* _The data_:

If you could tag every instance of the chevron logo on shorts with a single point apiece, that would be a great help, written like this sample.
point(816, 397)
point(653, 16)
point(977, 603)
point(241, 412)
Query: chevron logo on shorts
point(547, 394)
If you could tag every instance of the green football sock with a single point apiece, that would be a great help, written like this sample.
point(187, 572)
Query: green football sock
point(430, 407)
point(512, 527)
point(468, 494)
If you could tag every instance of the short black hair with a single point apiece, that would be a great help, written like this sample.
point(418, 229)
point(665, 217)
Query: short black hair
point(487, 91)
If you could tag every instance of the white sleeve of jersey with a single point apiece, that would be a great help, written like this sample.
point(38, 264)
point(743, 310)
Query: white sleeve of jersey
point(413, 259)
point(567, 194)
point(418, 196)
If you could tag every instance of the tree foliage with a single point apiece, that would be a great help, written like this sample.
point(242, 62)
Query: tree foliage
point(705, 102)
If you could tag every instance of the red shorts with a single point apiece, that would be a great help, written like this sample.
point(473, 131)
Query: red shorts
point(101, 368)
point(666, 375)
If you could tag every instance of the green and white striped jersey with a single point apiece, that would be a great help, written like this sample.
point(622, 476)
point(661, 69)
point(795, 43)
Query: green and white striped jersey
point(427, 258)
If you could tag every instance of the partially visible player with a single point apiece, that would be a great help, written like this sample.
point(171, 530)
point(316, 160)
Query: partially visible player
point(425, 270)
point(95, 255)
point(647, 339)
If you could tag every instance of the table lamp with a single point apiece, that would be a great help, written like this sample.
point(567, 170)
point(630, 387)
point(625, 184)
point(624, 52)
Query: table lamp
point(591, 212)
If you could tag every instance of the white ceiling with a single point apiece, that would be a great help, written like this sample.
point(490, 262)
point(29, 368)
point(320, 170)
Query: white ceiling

* _Work to be completed_:
Copy out all lines of the material above in which "ceiling" occurs.

* _Your solution_:
If you could tag every instance of the white ceiling with a single point apiece, that would be a great help, written like this sample.
Query: white ceiling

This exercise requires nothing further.